## PROBLEM DETAILS:
Rewrite the rows from the line containing "Give the segmentation of every instance of the clear" through the line containing "[[221,62],[213,56],[213,81],[218,88],[226,86],[228,79],[228,63]]", replacing "Mark the region" with "Outline the area" and leaving everything else unchanged.

(Boundary annotation rows)
########################################

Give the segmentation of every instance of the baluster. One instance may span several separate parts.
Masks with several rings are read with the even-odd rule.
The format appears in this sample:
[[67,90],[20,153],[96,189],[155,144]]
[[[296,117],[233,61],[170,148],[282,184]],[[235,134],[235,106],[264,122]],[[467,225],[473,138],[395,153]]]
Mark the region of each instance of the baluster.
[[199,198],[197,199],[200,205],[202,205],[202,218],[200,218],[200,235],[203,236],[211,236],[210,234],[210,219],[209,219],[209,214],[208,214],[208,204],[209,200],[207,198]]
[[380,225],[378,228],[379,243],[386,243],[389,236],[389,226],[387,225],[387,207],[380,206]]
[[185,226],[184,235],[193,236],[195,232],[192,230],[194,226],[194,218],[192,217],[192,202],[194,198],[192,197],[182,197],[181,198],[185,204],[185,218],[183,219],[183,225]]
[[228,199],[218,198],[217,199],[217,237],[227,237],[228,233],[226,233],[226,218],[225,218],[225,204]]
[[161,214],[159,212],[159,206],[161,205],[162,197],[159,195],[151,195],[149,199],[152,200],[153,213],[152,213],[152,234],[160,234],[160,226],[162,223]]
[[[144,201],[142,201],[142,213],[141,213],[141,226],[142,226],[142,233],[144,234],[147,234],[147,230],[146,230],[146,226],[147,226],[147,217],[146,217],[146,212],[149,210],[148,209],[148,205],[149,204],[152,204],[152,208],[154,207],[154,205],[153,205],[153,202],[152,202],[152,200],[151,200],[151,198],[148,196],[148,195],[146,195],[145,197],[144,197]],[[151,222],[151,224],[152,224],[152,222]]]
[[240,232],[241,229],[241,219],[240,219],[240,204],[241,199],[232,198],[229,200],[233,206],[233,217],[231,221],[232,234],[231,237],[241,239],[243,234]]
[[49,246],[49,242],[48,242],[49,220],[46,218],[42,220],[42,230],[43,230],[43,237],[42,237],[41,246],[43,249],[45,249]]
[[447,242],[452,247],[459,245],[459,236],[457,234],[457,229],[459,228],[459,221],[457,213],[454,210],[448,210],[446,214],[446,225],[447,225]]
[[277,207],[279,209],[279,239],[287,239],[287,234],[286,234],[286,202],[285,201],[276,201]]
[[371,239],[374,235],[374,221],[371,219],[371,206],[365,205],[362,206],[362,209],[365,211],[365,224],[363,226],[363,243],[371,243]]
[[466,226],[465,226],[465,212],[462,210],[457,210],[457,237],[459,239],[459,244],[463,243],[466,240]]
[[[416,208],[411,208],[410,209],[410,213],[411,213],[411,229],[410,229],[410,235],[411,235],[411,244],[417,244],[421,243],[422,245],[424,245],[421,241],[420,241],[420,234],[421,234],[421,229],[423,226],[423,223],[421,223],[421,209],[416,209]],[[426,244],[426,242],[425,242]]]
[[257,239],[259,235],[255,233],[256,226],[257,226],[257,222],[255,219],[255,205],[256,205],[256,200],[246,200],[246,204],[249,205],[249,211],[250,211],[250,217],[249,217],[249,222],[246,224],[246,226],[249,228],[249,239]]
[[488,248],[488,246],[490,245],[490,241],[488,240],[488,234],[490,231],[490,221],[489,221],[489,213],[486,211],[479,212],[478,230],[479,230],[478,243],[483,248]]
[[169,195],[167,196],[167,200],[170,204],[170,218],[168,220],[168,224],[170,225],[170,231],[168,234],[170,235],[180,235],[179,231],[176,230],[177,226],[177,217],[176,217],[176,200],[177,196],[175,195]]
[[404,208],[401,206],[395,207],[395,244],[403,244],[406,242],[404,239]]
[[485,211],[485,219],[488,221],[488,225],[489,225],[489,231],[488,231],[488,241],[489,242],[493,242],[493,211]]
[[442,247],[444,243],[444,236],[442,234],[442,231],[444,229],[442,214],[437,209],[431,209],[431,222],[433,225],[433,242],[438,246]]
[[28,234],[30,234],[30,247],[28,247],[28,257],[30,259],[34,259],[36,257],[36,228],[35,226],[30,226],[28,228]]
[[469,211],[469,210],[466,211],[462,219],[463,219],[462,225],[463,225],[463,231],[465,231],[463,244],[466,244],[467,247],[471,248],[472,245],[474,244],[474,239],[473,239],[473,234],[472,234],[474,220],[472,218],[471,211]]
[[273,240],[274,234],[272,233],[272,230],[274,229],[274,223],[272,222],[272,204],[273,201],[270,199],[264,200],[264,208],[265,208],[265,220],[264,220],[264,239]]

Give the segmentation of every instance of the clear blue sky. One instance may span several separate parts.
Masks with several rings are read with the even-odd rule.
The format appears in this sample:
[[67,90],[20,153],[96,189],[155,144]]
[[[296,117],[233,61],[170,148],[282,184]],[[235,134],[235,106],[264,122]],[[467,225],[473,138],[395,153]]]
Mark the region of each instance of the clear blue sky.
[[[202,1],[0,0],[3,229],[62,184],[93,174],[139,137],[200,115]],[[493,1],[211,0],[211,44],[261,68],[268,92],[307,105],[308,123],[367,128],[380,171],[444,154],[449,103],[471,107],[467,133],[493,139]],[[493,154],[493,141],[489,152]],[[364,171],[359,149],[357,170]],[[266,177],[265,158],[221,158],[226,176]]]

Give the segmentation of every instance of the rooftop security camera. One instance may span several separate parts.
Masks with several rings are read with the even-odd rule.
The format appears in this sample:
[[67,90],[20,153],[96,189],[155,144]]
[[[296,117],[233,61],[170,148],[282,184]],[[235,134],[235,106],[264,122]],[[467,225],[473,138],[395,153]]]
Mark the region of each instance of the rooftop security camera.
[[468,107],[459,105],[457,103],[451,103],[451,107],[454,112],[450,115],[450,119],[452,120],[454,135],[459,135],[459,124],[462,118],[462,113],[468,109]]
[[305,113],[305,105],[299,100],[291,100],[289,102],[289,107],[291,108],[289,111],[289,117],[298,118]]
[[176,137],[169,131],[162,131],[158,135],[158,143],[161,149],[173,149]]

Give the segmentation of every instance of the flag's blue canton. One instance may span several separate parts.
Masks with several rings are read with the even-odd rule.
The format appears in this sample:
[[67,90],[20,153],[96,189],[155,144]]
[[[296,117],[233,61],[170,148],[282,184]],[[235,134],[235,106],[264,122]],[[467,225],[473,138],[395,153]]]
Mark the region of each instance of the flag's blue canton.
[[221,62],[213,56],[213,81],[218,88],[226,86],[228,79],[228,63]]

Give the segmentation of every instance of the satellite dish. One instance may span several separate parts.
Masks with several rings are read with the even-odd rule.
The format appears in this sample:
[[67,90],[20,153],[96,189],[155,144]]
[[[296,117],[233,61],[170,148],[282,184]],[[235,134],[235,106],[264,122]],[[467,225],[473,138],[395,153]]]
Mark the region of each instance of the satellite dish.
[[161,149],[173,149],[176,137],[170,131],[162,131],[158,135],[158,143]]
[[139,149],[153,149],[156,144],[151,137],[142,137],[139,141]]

########################################

## CORRECT RESPONSE:
Give the segmentation of every instance of the clear blue sky. One instance may span several separate parts.
Masks with several rings are read with the even-odd rule.
The format appears in this sample:
[[67,90],[20,153],[96,189],[155,144]]
[[[296,117],[233,61],[170,148],[282,184]],[[235,134],[235,106],[264,122]],[[467,225],[473,138],[395,153]]]
Outline the area of each instance of the clear blue sky.
[[[202,1],[0,0],[3,229],[62,184],[93,174],[139,137],[200,115]],[[493,1],[211,0],[211,44],[261,68],[268,92],[307,105],[308,123],[367,128],[380,171],[444,154],[449,103],[471,107],[467,133],[493,139]],[[493,154],[493,141],[489,152]],[[364,171],[359,149],[357,170]],[[266,177],[265,158],[221,158],[226,176]]]

Give the segmentation of every instance of the rooftop security camera. One instance may span several separate parts.
Masks with several rings are read with the even-odd rule.
The format appears in this sample:
[[67,90],[20,153],[96,189],[155,144]]
[[[296,117],[233,61],[170,148],[282,184]],[[235,134],[235,106],[264,122]],[[467,225],[473,138],[395,153]]]
Outline the area of each instance of the rooftop security camera.
[[468,107],[459,105],[457,103],[451,103],[451,107],[454,112],[450,115],[450,119],[452,120],[454,135],[459,135],[459,124],[462,118],[462,113],[468,109]]
[[305,113],[305,105],[299,100],[291,100],[289,102],[289,107],[291,108],[289,111],[289,117],[298,118]]
[[176,137],[169,131],[162,131],[158,135],[158,143],[161,149],[173,149]]

Give the segmentation of every instance of the flag's blue canton. One instance may span several separate parts.
Masks with several rings are read with the even-odd rule.
The format appears in this sample:
[[67,90],[20,153],[96,189],[155,144]]
[[[296,117],[233,61],[170,148],[282,184]],[[235,134],[235,106],[264,122]],[[467,225],[473,138],[395,153]]]
Outline the area of each instance of the flag's blue canton.
[[221,62],[213,56],[213,81],[218,88],[226,86],[228,79],[228,63]]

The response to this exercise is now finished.